TEXT EXCERPT
———

Benchmark Performance
| Benchmark | GLM-4.7-Flash | Qwen3-30B-A3B |
|---|---|---|
| AIME 25 | 91.6 | 81.4 |
| GPQA | 66.8 | 65.8 |
| SWE-bench Verified | 59.2 | 38.6 |
| LiveCodeBench | 58.7 | 49.5 |
Source: THUDM/GLM-4.7-Flash on HuggingFace
The model excels at coding and agentic tasks, with strong tool-use capabilities. It’s released under the MIT license, making it fully open for commercial use.
The Challenge: 128k Context on Consumer Hardware
Running GLM-4.7-Flash with 128k context presents a memory challenge. With standard attention, the KV cache alone would require approximately 29GB for 128k tokens—leaving almost nothing for the model itself on a 32GB GPU.
The solution is Multi-Head Latent Attention (MLA), the same attention mechanism used in DeepSeek models. MLA compresses the KV cache to approximately 8GB for 128k context, making full-length inference feasible on consumer hardware.
The catch? As of the January 21, 2026 nightly build, vLLM doesn’t recognize glm4_moe_lite as an MLA model by default.
The Solution: Patching vLLM for MLA Support
Getting MLA working requires a small patch to vLLM’s model architecture config. You extract the convertor file from the container, add glm4_moe_lite to the MLA whitelist, and mount it back in.
Here’s the key change:
elif self.hf_text_config.model_type in (
"deepseek_v2",
"deepseek_v3",
"deepseek_v32",
"deepseek_mtp",
"kimi_k2",
"kimi_linear",
"longcat_flash",
"pangu_ultra_moe",
"pangu_ultra_moe_mtp",
"glm4_moe_lite", # <-- ADD THIS LINE
):
return self.hf_text_config.kv_lora_rank is not None
With this patch and chunked prefill enabled (by setting max-num-batched-tokens lower than max-model-len), vLLM processes long sequences in manageable chunks while still supporting the full 128k context window.
Performance Results
Performance varies significantly depending on your GPU generation and configuration:
| Configuration | Throughput |
|---|---|
With --enforce-eager (CUDA graphs disabled) |
~30 tok/s |
Without --enforce-eager on Blackwell |
100-136 tok/s |
On Blackwell GPUs (RTX 5090), the TritonMLA backend fully supports CUDA graphs. Enabling them provides a 3-4x speedup over eager mode.
GPU-specific guidance:
- Blackwell+ (RTX 5090): Do NOT use
--enforce-eager - Pre-Hopper GPUs: Use
--enforce-eager(CUDA graphs unsupported with MLA)

———

TASK SET
a - Decide whether each statement agrees with the GLM-4.7-Flash excerpt, answering yes or no and quoting the words that settle it: (i) with standard attention, the KV cache for 128k tokens would need about 29GB; (ii) the model is released under the Apache license; (iii) on Blackwell GPUs, enabling CUDA graphs gives a 3-4x speedup over eager mode.
b - Rewrite the GLM-4.7-Flash excerpt from "The Challenge: 128k" to "a 32GB GPU.", changing "32GB" to "48GB".

———

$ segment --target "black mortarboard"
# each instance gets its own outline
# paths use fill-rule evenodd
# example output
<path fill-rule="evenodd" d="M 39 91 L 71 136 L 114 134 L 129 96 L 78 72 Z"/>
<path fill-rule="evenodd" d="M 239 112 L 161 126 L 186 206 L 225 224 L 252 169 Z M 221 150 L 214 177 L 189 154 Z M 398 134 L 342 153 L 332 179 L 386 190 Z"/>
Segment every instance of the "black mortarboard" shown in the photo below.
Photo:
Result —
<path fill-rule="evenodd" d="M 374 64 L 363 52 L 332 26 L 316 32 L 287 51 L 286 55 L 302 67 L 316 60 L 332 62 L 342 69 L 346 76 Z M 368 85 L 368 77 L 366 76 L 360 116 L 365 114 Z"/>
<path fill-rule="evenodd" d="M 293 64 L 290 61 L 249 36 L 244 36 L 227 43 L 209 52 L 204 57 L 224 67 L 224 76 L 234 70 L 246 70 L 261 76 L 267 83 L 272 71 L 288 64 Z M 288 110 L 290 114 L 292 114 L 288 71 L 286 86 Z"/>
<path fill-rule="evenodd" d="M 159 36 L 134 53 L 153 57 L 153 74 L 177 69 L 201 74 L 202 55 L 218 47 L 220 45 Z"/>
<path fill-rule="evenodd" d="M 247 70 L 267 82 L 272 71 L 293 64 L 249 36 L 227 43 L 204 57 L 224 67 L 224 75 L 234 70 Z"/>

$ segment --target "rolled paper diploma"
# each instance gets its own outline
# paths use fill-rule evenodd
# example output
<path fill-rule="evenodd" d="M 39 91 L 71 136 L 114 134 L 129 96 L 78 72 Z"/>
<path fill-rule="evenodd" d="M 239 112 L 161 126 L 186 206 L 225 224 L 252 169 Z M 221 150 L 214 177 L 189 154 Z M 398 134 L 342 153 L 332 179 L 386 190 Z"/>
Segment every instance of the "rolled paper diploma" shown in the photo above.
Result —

———

LIST OF ANSWERS
a -
(i) Yes: "the KV cache alone would require approximately 29GB for 128k tokens"
(ii) No: "It’s released under the MIT license"
(iii) Yes: "Enabling them provides a 3-4x speedup over eager mode."

b -
The Challenge: 128k Context on Consumer Hardware
Running GLM-4.7-Flash with 128k context presents a memory challenge. With standard attention, the KV cache alone would require approximately 29GB for 128k tokens—leaving almost nothing for the model itself on a 48GB GPU.